(Point annotation records)
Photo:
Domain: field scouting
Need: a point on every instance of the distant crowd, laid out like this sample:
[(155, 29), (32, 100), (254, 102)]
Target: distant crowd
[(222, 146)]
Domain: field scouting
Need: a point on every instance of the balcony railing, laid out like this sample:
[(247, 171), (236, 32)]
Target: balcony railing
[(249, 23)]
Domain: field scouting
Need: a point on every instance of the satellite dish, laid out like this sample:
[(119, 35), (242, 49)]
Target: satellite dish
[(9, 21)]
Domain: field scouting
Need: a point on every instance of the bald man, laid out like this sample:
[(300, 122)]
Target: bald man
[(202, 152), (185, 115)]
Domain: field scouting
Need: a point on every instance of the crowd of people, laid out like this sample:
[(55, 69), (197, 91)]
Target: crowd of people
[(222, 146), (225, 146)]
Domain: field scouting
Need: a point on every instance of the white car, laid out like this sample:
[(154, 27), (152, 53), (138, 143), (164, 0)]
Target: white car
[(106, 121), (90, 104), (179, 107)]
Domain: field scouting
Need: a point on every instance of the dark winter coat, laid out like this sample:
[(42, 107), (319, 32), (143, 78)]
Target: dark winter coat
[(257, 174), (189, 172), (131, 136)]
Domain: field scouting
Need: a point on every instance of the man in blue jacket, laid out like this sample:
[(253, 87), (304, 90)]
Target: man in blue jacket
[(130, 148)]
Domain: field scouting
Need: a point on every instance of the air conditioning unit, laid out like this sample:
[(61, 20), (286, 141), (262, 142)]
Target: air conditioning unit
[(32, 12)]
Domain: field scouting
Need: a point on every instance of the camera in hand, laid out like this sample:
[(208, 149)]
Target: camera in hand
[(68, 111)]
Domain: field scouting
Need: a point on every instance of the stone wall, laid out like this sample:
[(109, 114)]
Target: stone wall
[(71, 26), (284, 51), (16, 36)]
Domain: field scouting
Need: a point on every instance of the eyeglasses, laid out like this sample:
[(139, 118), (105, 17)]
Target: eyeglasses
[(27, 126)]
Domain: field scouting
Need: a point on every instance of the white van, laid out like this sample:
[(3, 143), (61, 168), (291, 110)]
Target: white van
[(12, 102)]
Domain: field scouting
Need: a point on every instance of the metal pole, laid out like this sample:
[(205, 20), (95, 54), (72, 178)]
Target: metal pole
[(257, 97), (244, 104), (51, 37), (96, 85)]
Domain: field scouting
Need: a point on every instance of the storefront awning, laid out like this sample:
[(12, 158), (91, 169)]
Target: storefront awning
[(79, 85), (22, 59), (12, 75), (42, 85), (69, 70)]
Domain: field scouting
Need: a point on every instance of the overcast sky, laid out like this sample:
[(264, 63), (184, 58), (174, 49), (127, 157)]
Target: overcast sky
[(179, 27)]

> [GIVEN PROBLEM]
Rescale the material starting at the beginning and ending at the line containing "[(222, 146)]", rewriting every line in that span and multiplying only the answer coordinates by 1.3, rounded to whole numbers with halves going up. Leave all other numbers as they are.

> [RESPONSE TO THIS EXERCISE]
Photo:
Domain: field scouting
Need: a point on every instance of the distant crowd, laid out like this sample:
[(155, 29), (32, 100), (254, 102)]
Target: distant crowd
[(289, 190)]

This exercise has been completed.